═════ Extracted information ═════

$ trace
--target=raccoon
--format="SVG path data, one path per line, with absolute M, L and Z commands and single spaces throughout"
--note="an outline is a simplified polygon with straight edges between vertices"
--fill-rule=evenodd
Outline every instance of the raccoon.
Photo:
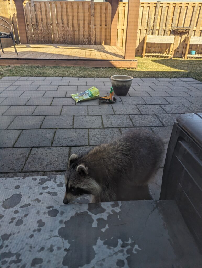
M 147 185 L 159 166 L 163 148 L 151 132 L 133 130 L 86 153 L 73 154 L 65 176 L 63 203 L 84 194 L 92 195 L 92 203 L 138 200 L 134 187 Z

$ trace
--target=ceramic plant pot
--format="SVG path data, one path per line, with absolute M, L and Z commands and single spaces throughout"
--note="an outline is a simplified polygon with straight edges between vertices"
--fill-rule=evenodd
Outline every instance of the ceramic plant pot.
M 128 75 L 113 75 L 110 77 L 114 91 L 118 96 L 125 96 L 131 86 L 133 80 Z

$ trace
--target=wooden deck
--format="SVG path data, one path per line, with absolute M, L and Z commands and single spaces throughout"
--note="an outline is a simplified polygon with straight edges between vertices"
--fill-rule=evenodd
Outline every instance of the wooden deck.
M 116 46 L 28 44 L 1 51 L 0 65 L 136 68 L 137 60 L 125 59 L 124 51 Z

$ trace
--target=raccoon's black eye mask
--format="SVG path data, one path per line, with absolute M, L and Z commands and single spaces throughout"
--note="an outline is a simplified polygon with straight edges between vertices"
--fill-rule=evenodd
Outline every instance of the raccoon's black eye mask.
M 69 192 L 74 195 L 81 195 L 85 194 L 89 194 L 87 191 L 82 189 L 80 188 L 76 188 L 75 187 L 70 187 L 69 191 L 67 191 L 67 192 Z

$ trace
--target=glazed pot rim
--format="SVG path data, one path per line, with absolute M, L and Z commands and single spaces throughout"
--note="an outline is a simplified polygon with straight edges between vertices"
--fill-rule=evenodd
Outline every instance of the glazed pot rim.
M 118 78 L 116 78 L 116 76 L 123 76 L 125 77 L 126 79 L 119 79 Z M 132 76 L 130 76 L 129 75 L 112 75 L 110 77 L 110 79 L 111 80 L 115 81 L 131 81 L 133 79 L 133 77 Z

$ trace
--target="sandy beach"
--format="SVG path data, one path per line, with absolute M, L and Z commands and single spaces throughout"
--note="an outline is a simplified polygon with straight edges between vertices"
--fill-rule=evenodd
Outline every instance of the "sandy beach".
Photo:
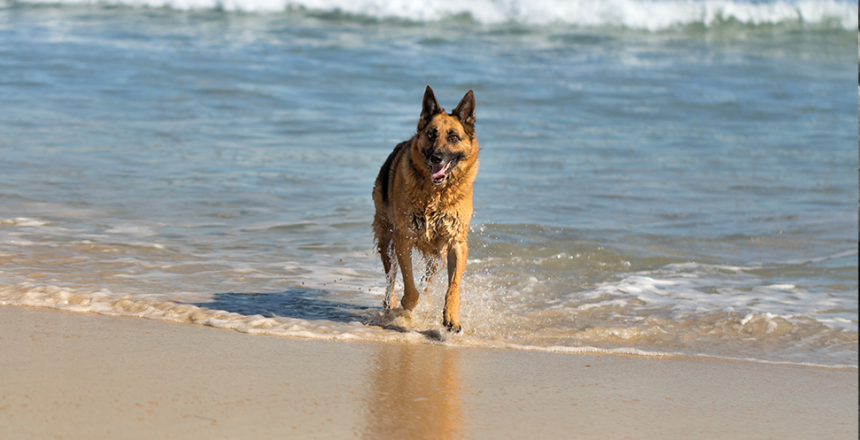
M 857 438 L 857 370 L 0 307 L 0 438 Z

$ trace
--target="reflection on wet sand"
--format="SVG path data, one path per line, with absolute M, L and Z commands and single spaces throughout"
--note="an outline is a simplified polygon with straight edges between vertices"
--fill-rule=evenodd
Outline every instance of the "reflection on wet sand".
M 365 438 L 463 436 L 458 350 L 380 344 L 368 368 Z

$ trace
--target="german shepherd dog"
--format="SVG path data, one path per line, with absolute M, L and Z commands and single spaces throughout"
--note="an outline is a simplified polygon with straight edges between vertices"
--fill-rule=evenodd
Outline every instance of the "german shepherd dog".
M 412 310 L 418 304 L 413 249 L 427 260 L 428 289 L 438 264 L 447 256 L 442 322 L 448 330 L 460 331 L 460 280 L 469 255 L 466 236 L 477 174 L 475 94 L 469 90 L 457 108 L 446 114 L 427 86 L 417 132 L 394 147 L 373 185 L 373 233 L 386 274 L 386 312 L 397 306 L 398 265 L 403 274 L 403 308 Z

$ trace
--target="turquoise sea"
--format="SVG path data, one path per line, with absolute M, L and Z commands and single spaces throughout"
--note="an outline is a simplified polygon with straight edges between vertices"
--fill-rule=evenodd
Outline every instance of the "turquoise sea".
M 828 0 L 0 0 L 0 304 L 856 367 L 857 17 Z M 370 230 L 427 85 L 449 110 L 477 99 L 456 335 L 442 280 L 411 319 L 382 315 Z

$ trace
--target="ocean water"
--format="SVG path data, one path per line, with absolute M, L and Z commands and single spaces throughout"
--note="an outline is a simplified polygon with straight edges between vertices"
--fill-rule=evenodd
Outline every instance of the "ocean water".
M 856 367 L 857 17 L 826 0 L 0 1 L 0 304 Z M 382 314 L 370 230 L 428 84 L 447 109 L 477 98 L 461 334 L 441 279 Z

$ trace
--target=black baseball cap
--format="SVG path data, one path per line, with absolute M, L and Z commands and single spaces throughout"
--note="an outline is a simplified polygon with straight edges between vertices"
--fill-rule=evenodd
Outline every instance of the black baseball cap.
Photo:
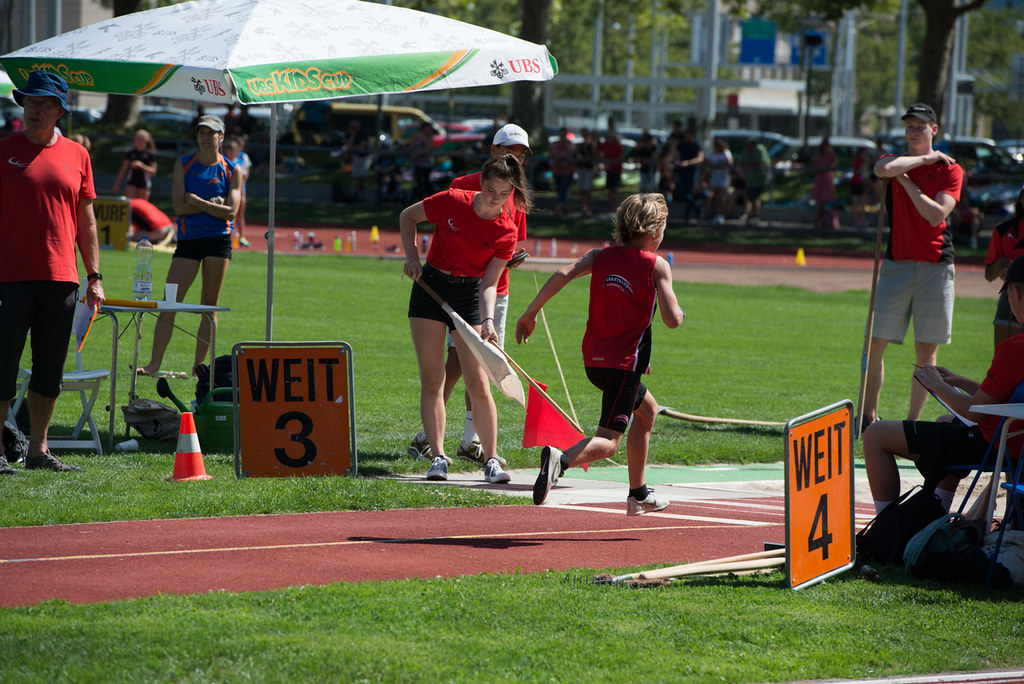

═════

**Task description**
Starting at the beginning of the items and going on through the line containing "M 147 185 L", rewrite every line with the requests included, rescaling each vertex coordinate in the answers by 0.65 and rounding to whole numbers, with halves rounded up. Leave the pictures out.

**Written response**
$ trace
--target=raccoon
--format="SVG path data, one path per line, with absolute M, L and Z commands and single spaces throughout"
--note="an outline is a simplified polygon with straight edges between vertices"
--fill-rule=evenodd
Outline every instance of the raccoon.
Photo:
M 96 120 L 103 108 L 106 96 L 98 86 L 86 85 L 56 99 L 47 100 L 42 114 L 41 132 L 55 126 L 60 127 L 60 132 L 90 130 L 87 122 Z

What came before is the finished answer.